> _Aim of the task_:
Your answer should be the line that contains "Your task is to locate every instance of dry" and each line after it, restated word for word through the final line of the entries.
----- Data shown -----
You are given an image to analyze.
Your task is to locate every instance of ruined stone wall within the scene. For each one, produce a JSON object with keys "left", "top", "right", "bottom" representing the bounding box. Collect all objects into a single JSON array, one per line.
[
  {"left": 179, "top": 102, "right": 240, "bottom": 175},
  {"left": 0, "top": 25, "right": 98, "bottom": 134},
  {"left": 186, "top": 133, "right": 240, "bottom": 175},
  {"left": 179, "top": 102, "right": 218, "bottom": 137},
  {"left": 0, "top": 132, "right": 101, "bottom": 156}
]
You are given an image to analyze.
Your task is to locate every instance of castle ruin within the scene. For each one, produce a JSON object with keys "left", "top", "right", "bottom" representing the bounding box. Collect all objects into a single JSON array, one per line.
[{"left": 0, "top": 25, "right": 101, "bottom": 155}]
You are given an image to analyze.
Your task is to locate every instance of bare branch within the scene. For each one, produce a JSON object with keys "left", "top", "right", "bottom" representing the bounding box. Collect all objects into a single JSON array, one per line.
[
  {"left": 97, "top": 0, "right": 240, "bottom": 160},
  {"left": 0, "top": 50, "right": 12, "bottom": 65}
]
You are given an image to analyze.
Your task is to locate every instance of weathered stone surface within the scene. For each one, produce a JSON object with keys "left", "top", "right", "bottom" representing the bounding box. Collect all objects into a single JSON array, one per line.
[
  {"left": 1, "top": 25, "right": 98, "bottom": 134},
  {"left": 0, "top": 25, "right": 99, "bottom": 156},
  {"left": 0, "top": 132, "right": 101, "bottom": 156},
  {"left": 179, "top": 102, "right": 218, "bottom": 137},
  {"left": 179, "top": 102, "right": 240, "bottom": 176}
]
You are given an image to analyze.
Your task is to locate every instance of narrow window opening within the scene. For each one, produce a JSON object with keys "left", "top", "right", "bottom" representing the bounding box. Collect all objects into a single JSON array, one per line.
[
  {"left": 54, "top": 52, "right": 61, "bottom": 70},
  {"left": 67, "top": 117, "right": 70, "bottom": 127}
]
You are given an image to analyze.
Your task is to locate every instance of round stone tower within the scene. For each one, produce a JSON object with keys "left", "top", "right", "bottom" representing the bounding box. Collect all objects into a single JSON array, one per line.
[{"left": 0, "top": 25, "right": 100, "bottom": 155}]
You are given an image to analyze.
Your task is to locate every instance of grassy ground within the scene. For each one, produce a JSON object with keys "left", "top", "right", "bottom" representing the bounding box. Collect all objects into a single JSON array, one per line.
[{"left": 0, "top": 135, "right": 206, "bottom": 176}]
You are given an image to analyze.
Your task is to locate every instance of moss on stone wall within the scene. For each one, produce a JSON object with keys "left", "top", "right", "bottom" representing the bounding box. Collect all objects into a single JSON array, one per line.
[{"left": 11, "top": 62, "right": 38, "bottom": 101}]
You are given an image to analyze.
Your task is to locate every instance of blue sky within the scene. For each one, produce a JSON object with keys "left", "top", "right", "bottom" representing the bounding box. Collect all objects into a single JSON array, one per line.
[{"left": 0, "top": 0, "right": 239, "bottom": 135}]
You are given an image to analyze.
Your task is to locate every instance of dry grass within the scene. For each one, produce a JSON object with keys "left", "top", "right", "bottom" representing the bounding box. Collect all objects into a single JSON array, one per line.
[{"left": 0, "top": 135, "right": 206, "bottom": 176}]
-----
> _Result of this exercise_:
Your task is to locate every instance of dry grass within the scene. For each one, produce a JSON object with keys "left", "top", "right", "bottom" representing the bounding box. Collect all objects into a single JSON array, one per line.
[{"left": 0, "top": 135, "right": 206, "bottom": 176}]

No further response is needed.